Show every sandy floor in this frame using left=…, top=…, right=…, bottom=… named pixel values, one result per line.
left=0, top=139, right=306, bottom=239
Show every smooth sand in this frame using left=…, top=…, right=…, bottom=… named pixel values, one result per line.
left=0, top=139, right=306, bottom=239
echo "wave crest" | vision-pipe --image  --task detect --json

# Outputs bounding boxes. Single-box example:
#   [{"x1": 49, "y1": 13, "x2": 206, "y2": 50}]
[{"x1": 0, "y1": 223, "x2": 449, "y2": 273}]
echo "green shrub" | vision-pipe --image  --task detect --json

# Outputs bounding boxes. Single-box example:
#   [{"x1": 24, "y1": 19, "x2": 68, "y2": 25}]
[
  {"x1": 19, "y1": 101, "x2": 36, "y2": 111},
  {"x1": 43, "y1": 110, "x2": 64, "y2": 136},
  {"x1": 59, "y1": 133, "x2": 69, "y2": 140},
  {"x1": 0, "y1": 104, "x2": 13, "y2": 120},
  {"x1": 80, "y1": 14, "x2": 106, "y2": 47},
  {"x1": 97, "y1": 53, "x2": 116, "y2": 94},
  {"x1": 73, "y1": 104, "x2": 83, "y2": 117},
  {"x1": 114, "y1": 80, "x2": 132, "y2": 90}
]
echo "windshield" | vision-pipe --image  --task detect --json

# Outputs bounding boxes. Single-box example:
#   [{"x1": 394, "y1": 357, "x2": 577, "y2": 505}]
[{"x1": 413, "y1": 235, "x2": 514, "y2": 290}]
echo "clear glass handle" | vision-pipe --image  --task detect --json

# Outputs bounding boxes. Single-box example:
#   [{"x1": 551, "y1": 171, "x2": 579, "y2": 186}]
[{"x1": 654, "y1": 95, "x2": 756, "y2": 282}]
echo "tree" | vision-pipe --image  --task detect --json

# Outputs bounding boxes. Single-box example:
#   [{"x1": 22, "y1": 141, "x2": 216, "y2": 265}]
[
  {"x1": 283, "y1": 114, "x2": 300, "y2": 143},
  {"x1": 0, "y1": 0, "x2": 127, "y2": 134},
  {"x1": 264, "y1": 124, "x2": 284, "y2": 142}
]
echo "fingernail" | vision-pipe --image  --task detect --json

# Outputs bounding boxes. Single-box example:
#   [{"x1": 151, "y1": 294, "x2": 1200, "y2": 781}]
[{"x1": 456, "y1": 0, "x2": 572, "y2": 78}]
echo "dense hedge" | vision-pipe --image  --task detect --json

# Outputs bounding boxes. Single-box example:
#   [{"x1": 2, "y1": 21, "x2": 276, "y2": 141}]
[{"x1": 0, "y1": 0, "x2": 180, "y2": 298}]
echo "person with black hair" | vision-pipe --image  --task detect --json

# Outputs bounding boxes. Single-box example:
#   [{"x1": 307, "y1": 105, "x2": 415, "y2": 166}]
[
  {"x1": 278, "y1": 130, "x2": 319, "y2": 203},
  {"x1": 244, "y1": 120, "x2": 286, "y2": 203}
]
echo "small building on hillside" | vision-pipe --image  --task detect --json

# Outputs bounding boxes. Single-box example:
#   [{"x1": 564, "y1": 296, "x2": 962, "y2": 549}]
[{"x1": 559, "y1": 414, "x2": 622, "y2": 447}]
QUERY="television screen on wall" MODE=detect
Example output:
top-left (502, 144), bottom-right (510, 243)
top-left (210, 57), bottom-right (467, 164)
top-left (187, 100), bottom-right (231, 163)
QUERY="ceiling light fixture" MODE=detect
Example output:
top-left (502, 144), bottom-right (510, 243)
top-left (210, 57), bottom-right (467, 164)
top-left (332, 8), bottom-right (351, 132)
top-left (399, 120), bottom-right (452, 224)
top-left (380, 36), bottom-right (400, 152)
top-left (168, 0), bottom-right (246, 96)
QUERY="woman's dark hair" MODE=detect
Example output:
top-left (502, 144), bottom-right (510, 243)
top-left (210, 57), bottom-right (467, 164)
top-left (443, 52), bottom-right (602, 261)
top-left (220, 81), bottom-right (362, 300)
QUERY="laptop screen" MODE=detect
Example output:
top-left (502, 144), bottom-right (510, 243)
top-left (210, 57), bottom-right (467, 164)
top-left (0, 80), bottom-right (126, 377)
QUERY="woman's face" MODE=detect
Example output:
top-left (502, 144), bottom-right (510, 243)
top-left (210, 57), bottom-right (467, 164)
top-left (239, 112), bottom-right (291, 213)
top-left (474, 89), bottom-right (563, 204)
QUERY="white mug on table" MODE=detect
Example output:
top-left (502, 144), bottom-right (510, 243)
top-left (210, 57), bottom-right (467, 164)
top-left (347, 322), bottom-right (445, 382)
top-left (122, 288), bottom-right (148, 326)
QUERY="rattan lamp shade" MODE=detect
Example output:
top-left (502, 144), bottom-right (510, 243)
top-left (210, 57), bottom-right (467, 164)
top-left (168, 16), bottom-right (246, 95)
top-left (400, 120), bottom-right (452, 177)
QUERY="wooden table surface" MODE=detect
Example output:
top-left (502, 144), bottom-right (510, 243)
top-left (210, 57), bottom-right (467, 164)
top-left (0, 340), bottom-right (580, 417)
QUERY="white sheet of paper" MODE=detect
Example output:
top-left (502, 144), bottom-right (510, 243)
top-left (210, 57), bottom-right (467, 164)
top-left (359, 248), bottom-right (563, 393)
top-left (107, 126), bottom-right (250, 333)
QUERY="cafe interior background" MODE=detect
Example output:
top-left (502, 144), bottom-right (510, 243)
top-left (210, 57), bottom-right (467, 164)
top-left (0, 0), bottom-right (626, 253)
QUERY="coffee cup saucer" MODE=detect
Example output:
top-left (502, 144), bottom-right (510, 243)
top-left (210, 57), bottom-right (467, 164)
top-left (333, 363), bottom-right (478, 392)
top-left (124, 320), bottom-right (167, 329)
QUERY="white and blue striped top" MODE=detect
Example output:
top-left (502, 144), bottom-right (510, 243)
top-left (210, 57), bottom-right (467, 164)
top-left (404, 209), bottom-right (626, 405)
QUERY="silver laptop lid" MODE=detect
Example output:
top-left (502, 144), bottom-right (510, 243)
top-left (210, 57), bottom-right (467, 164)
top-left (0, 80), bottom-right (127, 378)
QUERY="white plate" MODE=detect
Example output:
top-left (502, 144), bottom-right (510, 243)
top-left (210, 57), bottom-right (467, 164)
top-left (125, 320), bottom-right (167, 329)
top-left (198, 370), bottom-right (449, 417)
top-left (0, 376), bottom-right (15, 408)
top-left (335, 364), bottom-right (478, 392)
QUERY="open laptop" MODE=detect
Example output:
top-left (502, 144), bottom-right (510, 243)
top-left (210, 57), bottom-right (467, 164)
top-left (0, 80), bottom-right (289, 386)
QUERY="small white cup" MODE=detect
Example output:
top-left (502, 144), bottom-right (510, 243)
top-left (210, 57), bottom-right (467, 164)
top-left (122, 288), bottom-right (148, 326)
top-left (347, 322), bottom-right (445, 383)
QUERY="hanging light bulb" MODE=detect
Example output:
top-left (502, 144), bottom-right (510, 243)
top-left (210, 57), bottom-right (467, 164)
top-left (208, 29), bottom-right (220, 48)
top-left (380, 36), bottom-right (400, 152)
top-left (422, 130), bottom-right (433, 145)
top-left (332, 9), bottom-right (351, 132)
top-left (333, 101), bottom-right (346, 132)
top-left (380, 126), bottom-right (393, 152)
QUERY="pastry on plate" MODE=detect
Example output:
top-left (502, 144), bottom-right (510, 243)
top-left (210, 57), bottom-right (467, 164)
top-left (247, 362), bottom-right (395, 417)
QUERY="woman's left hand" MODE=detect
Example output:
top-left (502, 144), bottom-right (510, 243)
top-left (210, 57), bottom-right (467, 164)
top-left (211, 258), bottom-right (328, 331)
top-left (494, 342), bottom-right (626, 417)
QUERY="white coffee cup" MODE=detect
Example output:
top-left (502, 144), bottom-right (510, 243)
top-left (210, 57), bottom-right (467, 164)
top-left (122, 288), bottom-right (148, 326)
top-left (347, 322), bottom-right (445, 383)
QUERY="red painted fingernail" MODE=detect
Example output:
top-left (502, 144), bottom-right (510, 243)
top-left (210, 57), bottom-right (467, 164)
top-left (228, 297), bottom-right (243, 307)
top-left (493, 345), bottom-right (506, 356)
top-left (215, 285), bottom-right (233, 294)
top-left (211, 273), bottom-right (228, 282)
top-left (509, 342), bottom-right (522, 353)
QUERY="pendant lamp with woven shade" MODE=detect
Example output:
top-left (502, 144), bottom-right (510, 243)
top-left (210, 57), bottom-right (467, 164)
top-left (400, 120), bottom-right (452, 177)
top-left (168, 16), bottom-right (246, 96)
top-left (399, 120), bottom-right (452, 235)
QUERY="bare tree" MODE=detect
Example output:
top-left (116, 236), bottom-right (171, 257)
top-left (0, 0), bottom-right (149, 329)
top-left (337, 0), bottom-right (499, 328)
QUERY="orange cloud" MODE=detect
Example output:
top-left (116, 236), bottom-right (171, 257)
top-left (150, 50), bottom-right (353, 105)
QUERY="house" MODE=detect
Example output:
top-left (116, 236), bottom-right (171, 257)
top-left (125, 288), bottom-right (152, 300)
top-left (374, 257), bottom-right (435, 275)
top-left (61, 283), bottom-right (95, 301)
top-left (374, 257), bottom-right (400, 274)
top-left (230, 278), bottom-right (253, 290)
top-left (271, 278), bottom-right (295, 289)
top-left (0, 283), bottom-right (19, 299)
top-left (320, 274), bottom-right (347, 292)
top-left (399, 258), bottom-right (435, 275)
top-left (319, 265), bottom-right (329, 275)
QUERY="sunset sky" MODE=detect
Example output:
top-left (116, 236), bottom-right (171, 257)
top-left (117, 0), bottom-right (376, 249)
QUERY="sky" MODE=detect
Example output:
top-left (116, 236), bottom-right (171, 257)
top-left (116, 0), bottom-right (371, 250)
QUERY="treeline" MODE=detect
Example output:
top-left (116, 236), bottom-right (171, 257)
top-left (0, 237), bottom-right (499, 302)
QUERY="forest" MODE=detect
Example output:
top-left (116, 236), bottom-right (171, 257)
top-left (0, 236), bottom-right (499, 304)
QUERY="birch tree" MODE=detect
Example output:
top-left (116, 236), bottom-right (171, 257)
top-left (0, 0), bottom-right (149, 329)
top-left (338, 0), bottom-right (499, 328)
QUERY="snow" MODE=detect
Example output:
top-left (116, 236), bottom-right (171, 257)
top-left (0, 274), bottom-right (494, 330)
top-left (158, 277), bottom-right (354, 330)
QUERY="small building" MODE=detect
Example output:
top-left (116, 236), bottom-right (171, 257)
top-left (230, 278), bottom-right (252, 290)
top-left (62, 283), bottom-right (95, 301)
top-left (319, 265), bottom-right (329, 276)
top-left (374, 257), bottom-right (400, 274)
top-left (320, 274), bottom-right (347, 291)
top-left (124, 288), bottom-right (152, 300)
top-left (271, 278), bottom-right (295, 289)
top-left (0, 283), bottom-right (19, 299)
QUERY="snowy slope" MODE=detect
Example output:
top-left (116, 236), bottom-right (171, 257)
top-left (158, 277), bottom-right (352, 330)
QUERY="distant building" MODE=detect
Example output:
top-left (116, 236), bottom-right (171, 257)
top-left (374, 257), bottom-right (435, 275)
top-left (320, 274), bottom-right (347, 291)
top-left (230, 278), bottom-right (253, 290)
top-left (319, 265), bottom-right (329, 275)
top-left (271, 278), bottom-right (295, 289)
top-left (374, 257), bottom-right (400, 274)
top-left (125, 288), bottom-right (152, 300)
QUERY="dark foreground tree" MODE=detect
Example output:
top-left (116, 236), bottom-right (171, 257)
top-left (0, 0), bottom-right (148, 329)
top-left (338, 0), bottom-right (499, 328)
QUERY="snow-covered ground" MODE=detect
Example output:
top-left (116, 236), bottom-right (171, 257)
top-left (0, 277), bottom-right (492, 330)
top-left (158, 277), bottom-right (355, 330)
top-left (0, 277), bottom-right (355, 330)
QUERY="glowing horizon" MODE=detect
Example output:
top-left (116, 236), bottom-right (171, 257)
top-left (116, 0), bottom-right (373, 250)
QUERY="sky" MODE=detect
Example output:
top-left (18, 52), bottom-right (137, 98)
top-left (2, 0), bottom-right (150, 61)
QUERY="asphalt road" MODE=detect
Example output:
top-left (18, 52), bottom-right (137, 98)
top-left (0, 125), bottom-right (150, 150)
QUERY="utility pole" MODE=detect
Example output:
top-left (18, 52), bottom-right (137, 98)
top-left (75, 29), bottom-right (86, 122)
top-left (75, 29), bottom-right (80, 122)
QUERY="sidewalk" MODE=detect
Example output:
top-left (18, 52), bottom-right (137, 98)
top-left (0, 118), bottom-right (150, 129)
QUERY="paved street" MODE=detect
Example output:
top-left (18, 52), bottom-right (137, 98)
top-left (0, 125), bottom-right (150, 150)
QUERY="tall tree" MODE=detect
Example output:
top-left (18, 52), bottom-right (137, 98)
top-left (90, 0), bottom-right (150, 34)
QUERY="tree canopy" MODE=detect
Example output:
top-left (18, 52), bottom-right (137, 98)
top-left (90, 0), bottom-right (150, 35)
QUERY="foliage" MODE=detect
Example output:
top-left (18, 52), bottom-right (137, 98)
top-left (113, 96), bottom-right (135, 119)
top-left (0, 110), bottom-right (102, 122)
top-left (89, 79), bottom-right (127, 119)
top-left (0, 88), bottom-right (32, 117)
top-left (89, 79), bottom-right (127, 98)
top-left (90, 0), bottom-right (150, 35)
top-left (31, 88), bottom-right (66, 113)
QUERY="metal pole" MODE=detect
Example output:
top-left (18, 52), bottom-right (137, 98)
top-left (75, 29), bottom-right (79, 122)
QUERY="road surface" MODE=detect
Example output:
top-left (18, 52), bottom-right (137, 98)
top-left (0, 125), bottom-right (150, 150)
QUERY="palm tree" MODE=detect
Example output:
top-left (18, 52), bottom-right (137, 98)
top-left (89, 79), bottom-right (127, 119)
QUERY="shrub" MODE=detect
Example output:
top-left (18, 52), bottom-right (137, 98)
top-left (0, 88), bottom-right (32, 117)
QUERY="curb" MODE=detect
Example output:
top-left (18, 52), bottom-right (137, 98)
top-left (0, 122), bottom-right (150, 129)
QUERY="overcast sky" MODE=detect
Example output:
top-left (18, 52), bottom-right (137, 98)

--

◆ DIRECTIONS
List all lines of the listing above that contain the word "every".

◆ FINAL RESULT
Show every sandy floor in this frame using left=…, top=…, right=…, bottom=… named pixel values, one result per line.
Show every smooth sand in this frame using left=…, top=…, right=…, bottom=… named pixel values, one result per line.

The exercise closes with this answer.